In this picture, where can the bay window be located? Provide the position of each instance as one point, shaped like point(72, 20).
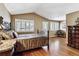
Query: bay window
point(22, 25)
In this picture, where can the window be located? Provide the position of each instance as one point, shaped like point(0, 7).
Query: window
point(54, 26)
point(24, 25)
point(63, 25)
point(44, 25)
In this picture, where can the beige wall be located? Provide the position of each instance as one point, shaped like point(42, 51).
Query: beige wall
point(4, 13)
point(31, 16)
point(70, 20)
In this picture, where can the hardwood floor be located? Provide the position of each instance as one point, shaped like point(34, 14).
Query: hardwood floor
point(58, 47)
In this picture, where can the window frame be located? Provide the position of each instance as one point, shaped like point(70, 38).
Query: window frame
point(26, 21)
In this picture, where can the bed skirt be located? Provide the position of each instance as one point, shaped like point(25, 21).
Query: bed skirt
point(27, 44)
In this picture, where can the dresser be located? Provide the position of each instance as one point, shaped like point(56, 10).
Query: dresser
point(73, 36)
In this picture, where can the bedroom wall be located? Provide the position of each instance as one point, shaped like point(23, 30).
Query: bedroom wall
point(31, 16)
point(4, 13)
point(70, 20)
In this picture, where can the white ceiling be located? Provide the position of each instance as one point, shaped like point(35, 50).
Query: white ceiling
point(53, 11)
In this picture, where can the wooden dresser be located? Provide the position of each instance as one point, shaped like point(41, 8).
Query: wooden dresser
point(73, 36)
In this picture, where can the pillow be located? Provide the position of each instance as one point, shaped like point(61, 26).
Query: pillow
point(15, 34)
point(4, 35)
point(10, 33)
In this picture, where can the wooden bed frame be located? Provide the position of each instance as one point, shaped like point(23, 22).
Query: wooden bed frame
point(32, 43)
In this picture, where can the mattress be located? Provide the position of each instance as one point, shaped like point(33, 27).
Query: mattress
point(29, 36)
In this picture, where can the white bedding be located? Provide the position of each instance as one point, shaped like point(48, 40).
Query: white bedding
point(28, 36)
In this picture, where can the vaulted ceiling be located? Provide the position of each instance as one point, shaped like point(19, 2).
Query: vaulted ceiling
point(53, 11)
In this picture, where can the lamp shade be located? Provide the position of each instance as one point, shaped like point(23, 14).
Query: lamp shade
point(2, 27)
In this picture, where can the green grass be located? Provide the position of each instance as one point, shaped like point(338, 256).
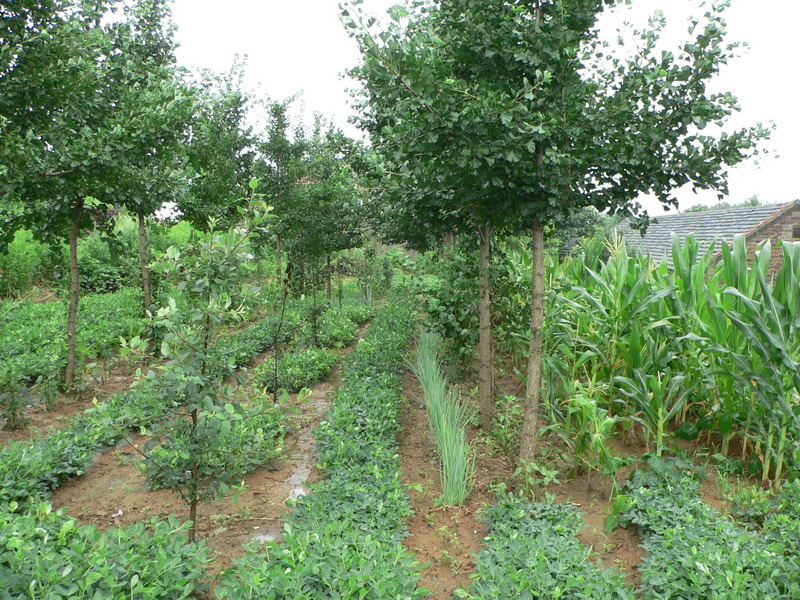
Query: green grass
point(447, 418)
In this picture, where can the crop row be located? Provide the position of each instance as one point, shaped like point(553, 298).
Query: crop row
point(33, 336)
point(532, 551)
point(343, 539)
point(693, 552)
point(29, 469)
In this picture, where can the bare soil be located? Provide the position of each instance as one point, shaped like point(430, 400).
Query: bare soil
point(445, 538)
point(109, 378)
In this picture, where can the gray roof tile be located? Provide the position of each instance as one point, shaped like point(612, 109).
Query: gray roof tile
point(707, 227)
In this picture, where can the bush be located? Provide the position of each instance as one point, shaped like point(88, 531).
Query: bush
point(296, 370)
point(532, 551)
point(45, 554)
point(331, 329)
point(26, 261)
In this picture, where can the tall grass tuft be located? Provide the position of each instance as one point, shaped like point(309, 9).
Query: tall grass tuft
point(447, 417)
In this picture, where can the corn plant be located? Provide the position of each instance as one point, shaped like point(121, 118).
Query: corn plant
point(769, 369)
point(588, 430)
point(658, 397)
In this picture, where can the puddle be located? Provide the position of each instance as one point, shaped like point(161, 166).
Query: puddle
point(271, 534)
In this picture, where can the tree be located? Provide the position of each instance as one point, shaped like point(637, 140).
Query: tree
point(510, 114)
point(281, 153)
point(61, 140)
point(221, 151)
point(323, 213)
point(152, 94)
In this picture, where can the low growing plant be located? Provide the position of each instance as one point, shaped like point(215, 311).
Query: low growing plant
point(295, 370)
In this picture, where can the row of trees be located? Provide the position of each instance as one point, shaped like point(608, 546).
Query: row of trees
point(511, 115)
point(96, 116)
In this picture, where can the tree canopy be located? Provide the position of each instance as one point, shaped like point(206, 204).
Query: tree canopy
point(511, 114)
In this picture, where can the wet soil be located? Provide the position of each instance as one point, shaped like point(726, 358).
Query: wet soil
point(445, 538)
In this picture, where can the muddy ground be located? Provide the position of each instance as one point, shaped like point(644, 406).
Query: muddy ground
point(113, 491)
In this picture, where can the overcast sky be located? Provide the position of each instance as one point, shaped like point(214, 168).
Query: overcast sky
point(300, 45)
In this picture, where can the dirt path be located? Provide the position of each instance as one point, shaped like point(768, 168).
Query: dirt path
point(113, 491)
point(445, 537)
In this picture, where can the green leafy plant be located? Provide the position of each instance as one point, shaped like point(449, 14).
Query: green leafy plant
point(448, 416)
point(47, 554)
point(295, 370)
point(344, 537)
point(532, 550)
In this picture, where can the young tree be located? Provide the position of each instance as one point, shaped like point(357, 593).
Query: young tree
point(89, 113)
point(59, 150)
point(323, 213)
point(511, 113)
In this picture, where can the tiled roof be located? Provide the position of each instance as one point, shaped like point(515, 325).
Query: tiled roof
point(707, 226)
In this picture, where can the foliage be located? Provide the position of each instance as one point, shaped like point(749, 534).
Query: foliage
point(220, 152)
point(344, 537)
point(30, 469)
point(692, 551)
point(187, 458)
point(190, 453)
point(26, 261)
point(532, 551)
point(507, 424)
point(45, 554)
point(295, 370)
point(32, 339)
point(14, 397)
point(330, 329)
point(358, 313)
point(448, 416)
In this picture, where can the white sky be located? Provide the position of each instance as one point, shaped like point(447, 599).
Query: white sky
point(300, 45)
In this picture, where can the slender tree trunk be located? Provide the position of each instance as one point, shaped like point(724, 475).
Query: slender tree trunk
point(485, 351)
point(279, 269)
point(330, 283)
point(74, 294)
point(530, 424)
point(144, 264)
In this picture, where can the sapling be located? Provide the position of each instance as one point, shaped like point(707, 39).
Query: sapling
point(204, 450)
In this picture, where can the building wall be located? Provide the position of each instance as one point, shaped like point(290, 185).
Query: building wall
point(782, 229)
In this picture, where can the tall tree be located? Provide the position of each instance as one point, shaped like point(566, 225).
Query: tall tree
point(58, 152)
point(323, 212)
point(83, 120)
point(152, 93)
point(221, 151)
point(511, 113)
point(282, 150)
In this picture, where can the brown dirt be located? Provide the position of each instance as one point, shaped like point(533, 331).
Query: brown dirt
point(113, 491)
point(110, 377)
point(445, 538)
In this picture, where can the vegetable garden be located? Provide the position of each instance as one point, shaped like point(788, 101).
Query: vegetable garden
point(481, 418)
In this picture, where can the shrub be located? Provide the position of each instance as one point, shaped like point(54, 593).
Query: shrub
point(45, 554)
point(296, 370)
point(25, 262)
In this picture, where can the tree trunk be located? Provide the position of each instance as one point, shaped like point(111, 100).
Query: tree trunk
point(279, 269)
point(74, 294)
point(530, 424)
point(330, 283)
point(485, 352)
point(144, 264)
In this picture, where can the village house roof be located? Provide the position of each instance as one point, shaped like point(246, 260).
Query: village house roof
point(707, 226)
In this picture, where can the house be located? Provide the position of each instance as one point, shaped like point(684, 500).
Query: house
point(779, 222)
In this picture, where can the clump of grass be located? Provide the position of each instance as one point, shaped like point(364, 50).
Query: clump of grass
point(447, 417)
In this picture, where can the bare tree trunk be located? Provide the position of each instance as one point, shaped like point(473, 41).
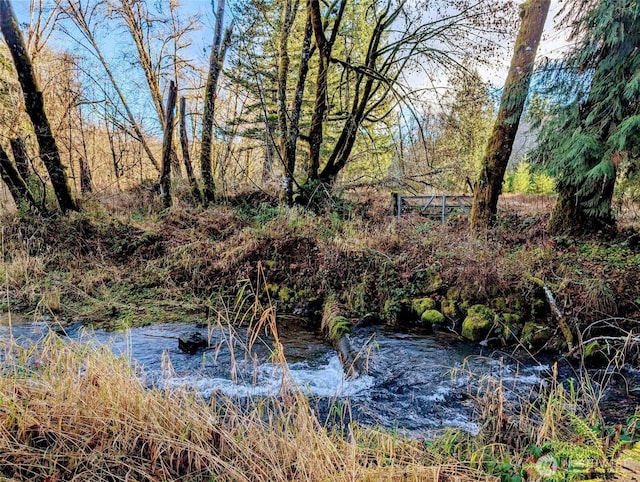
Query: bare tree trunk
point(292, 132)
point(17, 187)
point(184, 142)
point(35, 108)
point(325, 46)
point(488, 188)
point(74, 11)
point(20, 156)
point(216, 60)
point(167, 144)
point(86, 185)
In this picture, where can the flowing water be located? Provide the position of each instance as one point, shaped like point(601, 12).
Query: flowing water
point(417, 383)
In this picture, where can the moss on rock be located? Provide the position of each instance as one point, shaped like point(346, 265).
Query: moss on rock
----
Required work:
Among the lines above, find each one containing the string "moss" and copy it.

Exercise output:
In this picture, where can the moss on rock be located? Provide the position of each instance as one point, shaped like point(346, 265).
Query: moss on rock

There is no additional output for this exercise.